■ **PROVIDED PASSAGE**:

I’m a post-doc researcher specializing in plant ecophysiology in the Department of Biology. My specific focus is on how plants communicate with each other through light, I want to understand how plants can see each other and the effect that has on the root growth. I love the challenge of trying to answer fundamental questions about plants, but it’s also great to know that my work can be used to help plant breeding companies create more resilient plants.
Kasper van Gelderen
It might sound strange, but I see science as primarily a human job. You have to create something in your mind together with your colleagues … Testing, testing, testing until you get your research how you would like it to be. In-depth conversations with my colleagues – we make a point of having coffee together every day – have helped me to achieve my goals by giving me new ideas on how to tackle certain problems. You have to think about so many things as a researcher, and many heads are always better than one. When you present your work – which is really easy here – someone will say something you’d never thought about that leads to new insights.

■ **DATA TO EXAMINE**:
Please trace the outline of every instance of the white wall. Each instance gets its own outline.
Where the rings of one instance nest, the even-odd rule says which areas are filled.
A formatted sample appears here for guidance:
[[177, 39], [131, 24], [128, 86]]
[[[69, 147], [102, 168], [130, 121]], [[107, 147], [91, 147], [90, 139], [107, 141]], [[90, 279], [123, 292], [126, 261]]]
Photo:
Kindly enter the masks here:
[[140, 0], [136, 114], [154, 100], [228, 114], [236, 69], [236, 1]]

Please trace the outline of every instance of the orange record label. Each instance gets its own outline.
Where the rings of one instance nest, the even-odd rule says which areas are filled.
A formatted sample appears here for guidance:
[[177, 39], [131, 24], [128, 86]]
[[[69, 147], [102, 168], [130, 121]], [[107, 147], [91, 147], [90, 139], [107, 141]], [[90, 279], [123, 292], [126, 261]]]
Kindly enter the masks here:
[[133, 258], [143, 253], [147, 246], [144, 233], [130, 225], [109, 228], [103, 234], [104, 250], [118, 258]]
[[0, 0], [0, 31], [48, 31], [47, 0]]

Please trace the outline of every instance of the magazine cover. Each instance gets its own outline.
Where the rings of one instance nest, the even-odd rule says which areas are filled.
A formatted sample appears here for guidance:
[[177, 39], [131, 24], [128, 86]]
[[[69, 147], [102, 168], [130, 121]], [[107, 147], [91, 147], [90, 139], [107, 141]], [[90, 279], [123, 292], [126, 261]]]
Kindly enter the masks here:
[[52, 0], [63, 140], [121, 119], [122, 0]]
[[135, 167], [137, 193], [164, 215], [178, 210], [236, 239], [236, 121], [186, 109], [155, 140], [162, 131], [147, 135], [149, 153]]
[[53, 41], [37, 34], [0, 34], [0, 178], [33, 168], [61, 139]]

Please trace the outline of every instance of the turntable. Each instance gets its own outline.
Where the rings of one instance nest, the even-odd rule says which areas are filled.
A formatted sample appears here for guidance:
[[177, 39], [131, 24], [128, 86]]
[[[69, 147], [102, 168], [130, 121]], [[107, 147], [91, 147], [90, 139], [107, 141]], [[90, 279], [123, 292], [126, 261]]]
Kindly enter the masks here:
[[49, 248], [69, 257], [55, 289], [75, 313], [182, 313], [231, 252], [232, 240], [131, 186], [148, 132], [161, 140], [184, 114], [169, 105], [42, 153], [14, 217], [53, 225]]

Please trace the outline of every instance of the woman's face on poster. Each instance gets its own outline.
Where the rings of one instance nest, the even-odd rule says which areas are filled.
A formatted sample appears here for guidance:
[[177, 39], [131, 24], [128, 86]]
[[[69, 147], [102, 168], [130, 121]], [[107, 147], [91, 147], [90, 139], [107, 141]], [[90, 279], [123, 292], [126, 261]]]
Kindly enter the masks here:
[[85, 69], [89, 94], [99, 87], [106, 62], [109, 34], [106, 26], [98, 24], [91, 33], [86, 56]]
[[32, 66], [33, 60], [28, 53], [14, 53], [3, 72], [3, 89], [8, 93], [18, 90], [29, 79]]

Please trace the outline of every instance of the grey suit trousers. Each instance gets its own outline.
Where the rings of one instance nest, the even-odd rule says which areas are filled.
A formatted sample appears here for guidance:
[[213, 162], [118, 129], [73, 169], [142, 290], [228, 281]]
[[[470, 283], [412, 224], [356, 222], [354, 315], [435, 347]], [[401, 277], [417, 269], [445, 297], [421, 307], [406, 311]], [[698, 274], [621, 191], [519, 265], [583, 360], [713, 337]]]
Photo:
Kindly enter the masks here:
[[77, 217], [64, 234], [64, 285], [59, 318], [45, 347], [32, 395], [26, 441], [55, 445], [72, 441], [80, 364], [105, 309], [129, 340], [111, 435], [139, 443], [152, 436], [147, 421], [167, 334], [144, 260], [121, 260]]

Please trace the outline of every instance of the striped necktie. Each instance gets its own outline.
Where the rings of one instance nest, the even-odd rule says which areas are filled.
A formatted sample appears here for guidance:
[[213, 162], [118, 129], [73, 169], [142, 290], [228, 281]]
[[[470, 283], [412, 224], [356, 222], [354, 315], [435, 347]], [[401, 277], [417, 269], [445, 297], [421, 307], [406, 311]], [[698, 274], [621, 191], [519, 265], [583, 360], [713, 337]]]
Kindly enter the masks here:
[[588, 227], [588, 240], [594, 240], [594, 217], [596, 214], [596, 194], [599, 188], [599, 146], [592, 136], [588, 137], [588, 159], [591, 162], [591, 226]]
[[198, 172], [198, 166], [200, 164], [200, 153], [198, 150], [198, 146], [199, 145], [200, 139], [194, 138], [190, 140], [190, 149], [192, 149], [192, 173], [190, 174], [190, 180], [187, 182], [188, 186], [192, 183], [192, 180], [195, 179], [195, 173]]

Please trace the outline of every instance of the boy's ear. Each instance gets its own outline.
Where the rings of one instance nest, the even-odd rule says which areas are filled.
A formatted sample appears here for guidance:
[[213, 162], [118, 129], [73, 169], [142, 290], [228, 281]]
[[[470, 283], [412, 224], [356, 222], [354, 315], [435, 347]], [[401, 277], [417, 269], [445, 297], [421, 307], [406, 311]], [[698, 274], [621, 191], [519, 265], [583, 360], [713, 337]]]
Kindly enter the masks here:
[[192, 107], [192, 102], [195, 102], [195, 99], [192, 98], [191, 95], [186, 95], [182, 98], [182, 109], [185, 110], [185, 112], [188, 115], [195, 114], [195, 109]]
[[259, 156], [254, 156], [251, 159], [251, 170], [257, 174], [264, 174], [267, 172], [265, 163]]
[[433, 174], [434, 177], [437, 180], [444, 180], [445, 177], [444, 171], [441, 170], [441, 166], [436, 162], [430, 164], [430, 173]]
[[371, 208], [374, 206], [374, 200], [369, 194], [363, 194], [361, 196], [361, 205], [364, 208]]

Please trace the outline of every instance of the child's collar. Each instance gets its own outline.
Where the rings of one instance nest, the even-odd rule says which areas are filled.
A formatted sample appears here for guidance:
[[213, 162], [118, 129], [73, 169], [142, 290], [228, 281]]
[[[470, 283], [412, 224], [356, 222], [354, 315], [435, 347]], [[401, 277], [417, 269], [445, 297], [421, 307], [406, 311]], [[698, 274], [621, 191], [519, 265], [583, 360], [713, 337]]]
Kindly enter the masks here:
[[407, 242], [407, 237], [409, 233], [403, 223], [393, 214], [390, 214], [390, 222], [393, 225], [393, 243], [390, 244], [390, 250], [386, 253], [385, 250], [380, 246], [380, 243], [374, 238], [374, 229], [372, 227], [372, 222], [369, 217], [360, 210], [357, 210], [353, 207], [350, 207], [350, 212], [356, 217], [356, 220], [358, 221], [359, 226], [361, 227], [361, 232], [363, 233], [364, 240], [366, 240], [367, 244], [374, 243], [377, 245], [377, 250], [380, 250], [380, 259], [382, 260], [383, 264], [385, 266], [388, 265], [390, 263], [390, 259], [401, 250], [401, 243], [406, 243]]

■ **INSTRUCTIONS**:
1) Using the researcher profile, answer these:
(a) What effect of plants seeing each other does the researcher want to understand?
(b) How often do the researcher and colleagues have coffee together?
(c) What kind of companies could use the research, and to create what?
2) Carry on the researcher profile from its final sentence.

■ **TASK ANSWERS**:
1)
(a) The effect on root growth.
(b) Every day.
(c) Plant breeding companies, to create more resilient plants.

2)
At Utrecht I can work with anyone, anywhere. I go to labs worldwide to work with special microscopes and images setups. And I welcome other scientists to come here and use our excellent imaging facilities. The facilities are really state-of-the-art, we can do multicolor live cell imaging, 3D live imaging of thick samples, fluorescence recovery after photobleaching…
Never too ambitious
I love living and working in Utrecht. Some of my friends tease me that it’s ‘Amsterdam lite’ but it’s much more than that. It’s a very cultural, beautiful city to live in. It’s also home to some first-rate plant scientists. The moment I started working here, I was struck by the quality of the research. We really do have some of the world’s best plant scientists – not least my supervisor, Prof Ronald Pierik. You can never be too ambitious around here.
For instance, based on some ideas from my PhD research, I started my own project from scratch. We wanted to know how a light signal that is sensed by the shoot can be conveyed to the root. It turns out there’s a small protein that can travel from shoot to root and change plant development. Together with a PhD student at the lab we were able to solve part of this puzzle and get it published in a top plant science journal.